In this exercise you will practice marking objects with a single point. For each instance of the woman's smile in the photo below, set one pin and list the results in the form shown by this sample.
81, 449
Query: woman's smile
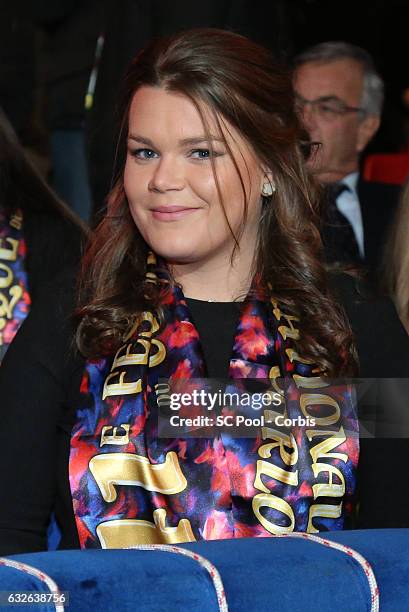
172, 213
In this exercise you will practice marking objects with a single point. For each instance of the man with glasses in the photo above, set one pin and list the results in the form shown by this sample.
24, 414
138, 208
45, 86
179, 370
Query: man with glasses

• • • • • • •

◆ **Work to complete**
Render all the lines above as a JSON list of strings, one string per line, leaving out blank lines and the pictures.

◆ **Solution to this exercise**
[
  "In this exercise you will practice marking objects with a single point. For each instance of the woman's smile in the photo below, set one pin and list the results in the form shown by this sample.",
  "81, 449",
  "Query: woman's smile",
  "172, 213",
  "In this exercise you will practice marking objects with a single point. For each instance of the man with glasses in the photo above, set one pin and list the results in the form shown by this sample.",
  "24, 414",
  "138, 208",
  "45, 86",
  "179, 370",
  "Query: man with glasses"
]